Extrait choisi

____________________

Les voisins
Régulièrement, les éditeurs nous régalent en déterrant et en rassemblant les écrits de jeunesse de grands écrivains.
Publié aux États-Unis en 2022, et aujourd’hui en français, ce recueil de nouvelles de la grande autrice noir américaine Diane Oliver nous plonge dans l’Amérique des années 50-60, principalement dans les États du Sud Est qui vivent encore sous les lois ségrégationnistes de Jim Crow.
Œuvres de jeunesse dont seules 4 ont été publiées dans des revues littéraires à l’époque, ces nouvelles nous présentent cette Amérique noire à hauteur d’enfant et d’adolescente : les conséquences d’une inscription à l’école des blancs du petit frère, une famille qui se réfugie dans la forêt pour échapper aux menaces et élever leur enfant tranquille, un mariage mixte mal assumé, la sensation de décalage d’une adolescente noire lors d’un séjour en Europe, une difficile intégration à l’université, une mère qui espère le retour de son mari, parti gagner sa vie dans le Nord pendant qu’elle gère seule ses enfants, la gêne d’une employée de maison… dans ces 14 nouvelles, partout le racisme, la ségrégation, la misère… le Sud poisseux et le Nord crasseux, et ces jeunes qui ont déjà tout compris, qui portent le lent combat de la conquête de leurs droits.

____________________

Entrées sélectionnées
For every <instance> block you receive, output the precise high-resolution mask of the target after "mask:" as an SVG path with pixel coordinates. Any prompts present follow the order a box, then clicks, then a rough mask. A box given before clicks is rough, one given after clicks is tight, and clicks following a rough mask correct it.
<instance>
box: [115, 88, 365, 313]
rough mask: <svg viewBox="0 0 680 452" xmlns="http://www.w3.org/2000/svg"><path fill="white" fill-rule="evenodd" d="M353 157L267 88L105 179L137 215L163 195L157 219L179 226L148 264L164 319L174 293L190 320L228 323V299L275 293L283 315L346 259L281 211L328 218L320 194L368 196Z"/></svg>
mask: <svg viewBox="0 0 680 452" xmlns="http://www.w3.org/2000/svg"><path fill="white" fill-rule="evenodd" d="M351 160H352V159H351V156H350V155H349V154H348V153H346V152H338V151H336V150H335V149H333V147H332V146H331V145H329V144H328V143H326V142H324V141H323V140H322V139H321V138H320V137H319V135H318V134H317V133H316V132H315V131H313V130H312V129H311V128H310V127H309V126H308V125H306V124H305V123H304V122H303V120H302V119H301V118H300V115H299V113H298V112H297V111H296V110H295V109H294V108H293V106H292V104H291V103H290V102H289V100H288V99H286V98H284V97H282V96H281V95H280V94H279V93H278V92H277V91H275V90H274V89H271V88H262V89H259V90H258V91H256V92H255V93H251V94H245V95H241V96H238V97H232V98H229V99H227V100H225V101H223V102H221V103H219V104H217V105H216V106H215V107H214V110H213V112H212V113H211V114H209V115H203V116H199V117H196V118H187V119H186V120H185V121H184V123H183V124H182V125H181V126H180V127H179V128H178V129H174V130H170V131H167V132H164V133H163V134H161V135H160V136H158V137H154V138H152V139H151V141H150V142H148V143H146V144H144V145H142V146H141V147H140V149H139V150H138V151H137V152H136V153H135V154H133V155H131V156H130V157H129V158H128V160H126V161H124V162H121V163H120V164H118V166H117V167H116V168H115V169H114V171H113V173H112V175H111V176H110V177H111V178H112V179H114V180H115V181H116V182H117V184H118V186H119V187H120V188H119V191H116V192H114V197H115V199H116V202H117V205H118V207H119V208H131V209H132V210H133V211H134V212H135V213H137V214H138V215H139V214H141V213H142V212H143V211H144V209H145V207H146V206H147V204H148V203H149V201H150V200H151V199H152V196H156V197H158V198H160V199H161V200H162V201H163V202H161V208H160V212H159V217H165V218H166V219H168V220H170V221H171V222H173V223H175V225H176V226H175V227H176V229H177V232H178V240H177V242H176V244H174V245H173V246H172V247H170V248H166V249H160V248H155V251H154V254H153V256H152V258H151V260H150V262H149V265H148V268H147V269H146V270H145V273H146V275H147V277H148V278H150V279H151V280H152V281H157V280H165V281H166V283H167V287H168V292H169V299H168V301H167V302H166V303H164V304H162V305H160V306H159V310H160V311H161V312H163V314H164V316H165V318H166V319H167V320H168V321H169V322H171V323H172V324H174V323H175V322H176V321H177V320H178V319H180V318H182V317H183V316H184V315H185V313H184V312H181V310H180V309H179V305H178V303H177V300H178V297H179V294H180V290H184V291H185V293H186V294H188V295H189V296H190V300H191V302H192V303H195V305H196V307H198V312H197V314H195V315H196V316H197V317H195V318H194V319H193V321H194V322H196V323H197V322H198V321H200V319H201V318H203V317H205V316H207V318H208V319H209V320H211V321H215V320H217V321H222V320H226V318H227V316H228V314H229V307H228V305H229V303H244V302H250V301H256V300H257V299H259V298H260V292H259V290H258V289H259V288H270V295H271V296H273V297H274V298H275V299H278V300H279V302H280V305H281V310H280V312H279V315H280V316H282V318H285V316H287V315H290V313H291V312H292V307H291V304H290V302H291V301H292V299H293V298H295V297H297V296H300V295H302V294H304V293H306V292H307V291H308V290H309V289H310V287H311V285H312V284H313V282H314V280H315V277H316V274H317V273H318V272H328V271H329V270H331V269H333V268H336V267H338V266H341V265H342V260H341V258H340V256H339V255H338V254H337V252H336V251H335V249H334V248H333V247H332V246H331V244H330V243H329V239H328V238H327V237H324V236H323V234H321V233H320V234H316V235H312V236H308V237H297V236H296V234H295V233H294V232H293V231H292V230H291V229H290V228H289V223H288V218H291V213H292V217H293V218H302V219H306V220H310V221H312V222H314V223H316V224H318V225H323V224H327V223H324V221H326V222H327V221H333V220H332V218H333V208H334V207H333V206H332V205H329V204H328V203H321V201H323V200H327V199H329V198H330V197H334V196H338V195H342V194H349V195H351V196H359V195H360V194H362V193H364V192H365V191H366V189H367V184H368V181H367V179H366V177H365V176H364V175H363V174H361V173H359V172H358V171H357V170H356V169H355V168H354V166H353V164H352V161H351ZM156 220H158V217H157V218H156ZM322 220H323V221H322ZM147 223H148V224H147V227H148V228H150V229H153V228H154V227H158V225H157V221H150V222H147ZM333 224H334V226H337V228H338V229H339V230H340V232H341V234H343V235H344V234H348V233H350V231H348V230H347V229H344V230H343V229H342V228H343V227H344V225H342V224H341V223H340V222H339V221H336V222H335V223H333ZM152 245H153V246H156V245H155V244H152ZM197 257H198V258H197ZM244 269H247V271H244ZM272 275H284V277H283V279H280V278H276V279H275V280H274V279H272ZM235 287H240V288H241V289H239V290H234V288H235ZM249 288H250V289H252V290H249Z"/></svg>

____________________

Travail demandé
1. D'après l'extrait choisi, combien de nouvelles le recueil de Diane Oliver réunit-il ?
2. Reproduisez à l'identique le passage de l'extrait choisi qui s'ouvre sur les mots « Œuvres de jeunesse » et se ferme sur « de leurs droits. ».

Vos réponses écrites
1. Le recueil réunit 14 nouvelles.

2.
Œuvres de jeunesse dont seules 4 ont été publiées dans des revues littéraires à l’époque, ces nouvelles nous présentent cette Amérique noire à hauteur d’enfant et d’adolescente : les conséquences d’une inscription à l’école des blancs du petit frère, une famille qui se réfugie dans la forêt pour échapper aux menaces et élever leur enfant tranquille, un mariage mixte mal assumé, la sensation de décalage d’une adolescente noire lors d’un séjour en Europe, une difficile intégration à l’université, une mère qui espère le retour de son mari, parti gagner sa vie dans le Nord pendant qu’elle gère seule ses enfants, la gêne d’une employée de maison… dans ces 14 nouvelles, partout le racisme, la ségrégation, la misère… le Sud poisseux et le Nord crasseux, et ces jeunes qui ont déjà tout compris, qui portent le lent combat de la conquête de leurs droits.